* 本文抜粋 *
歴史は積み重ねられる、ゲームであっても。

 ゲームも歴史の積み重ねだ。

 なにかお手本になる名作がどこかで誕生し、それを手本にする形で、さまざまな名作が生み出されてきた。ウィザードリィとウルティマに影響を受けて、エニックスがRPGの代表作『ドラゴンクエスト』を開発したことは有名だ。

 以降、RPGは長い間、これを下敷きに作られることになる。

 シューティングゲームの元祖といえば、タイトーの『スペースインベーダー』だろう。これはシューティングゲームの元祖であると同時に、ビデオゲーム産業が商売たりうると世間に知らしめた歴史的な一作だ。

 そしてシューティングゲームは以降これを下敷きに作られ、現在もその形状に大きな変化はない。

 ベルトスクロールアクションの元祖といえば、これは意見が分かれるかもしれないが、テクノスジャパンの『熱血硬派くにおくん』と、カプコンの『ファイナルファイト』の二派に分かれるだろう。ダブルドラゴン派の人がいたら、ごめんなさい。

* 指示 A *
下のエントリで、文字列「green」を含む行の数を数え、その数だけを答えよ。大文字と小文字は区別する。

* 表示エントリ *
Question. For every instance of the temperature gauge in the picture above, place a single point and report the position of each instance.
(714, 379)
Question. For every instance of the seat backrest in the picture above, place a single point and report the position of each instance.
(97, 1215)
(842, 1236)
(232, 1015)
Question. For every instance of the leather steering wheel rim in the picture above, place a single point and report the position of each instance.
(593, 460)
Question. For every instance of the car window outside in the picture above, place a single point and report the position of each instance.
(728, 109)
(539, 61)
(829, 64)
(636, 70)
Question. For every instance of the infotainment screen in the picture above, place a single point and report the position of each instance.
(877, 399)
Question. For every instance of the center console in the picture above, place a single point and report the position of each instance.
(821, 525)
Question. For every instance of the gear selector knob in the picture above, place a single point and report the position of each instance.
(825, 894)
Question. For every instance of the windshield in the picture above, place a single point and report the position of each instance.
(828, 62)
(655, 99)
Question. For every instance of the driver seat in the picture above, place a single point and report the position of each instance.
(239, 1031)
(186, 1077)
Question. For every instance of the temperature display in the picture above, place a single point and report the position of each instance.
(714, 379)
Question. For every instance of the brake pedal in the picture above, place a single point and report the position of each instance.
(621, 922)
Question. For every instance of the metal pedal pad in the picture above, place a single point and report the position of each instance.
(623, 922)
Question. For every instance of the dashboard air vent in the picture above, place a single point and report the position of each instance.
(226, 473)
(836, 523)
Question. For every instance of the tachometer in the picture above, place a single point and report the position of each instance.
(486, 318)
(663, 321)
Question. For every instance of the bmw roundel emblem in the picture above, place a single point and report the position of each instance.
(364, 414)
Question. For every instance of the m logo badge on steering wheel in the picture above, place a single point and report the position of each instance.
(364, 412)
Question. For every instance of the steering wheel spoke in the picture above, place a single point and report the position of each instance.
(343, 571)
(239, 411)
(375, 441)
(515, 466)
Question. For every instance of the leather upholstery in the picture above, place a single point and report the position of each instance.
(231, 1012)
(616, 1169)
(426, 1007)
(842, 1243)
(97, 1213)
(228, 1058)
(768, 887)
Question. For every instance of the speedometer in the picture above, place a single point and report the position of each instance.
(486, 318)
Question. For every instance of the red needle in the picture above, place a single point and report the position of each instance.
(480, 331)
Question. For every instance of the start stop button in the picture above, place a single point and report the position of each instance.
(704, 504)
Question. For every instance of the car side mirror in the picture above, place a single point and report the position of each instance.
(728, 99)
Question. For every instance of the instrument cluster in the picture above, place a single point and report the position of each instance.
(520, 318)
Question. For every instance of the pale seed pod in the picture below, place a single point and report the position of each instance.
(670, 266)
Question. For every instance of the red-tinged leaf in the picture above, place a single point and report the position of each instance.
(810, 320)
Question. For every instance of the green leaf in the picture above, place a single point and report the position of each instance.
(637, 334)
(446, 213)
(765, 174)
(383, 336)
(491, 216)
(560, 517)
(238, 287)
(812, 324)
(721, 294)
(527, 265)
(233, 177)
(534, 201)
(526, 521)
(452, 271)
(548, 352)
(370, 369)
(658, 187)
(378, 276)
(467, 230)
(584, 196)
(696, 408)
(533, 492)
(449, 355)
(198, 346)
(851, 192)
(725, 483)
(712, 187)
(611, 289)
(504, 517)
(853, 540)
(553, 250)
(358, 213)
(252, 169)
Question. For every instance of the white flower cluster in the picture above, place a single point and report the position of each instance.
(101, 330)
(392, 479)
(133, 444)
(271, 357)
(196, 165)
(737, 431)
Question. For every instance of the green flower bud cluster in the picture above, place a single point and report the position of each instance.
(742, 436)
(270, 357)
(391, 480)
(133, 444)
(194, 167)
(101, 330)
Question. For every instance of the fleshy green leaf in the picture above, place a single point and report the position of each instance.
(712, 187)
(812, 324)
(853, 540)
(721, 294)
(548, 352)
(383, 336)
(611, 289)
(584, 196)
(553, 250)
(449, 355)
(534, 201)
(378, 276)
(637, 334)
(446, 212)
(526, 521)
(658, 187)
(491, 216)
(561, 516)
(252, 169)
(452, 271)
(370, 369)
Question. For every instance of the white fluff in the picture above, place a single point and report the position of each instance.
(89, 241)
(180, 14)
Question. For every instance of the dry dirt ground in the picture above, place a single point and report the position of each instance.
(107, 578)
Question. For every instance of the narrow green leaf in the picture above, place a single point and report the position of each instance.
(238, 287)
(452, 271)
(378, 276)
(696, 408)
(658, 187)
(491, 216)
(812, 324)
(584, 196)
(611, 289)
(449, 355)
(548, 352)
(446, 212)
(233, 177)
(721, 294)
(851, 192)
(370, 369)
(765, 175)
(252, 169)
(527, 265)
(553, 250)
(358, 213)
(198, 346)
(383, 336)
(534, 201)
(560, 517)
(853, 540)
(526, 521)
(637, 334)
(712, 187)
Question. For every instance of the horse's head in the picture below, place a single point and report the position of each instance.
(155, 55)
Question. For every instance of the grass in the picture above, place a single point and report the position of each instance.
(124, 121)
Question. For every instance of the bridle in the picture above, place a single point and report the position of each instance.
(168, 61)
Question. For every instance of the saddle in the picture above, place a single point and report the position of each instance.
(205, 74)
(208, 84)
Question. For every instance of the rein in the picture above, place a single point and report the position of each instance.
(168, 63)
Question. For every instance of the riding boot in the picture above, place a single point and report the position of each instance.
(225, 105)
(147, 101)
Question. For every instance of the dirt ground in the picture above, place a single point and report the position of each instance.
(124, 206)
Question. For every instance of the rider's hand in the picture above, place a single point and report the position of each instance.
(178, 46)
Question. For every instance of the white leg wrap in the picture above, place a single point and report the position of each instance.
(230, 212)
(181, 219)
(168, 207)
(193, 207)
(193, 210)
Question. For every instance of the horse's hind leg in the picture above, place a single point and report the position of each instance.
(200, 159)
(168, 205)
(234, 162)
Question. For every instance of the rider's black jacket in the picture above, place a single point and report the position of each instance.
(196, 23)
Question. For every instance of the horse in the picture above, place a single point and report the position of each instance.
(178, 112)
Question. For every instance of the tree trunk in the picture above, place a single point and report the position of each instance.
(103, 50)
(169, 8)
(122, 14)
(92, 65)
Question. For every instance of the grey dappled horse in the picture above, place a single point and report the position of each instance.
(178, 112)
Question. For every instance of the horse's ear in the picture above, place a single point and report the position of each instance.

* 指示 B *
上のゲームの歴史についての文章から、「なにかお手本になる名作がどこ」から「その形状に大きな変化はない。」までの部分を一字も変えずに書き写せ。

* 解答全文 A *
4

* 解答全文 B *
なにかお手本になる名作がどこかで誕生し、それを手本にする形で、さまざまな名作が生み出されてきた。ウィザードリィとウルティマに影響を受けて、エニックスがRPGの代表作『ドラゴンクエスト』を開発したことは有名だ。

 以降、RPGは長い間、これを下敷きに作られることになる。

 シューティングゲームの元祖といえば、タイトーの『スペースインベーダー』だろう。これはシューティングゲームの元祖であると同時に、ビデオゲーム産業が商売たりうると世間に知らしめた歴史的な一作だ。

 そしてシューティングゲームは以降これを下敷きに作られ、現在もその形状に大きな変化はない。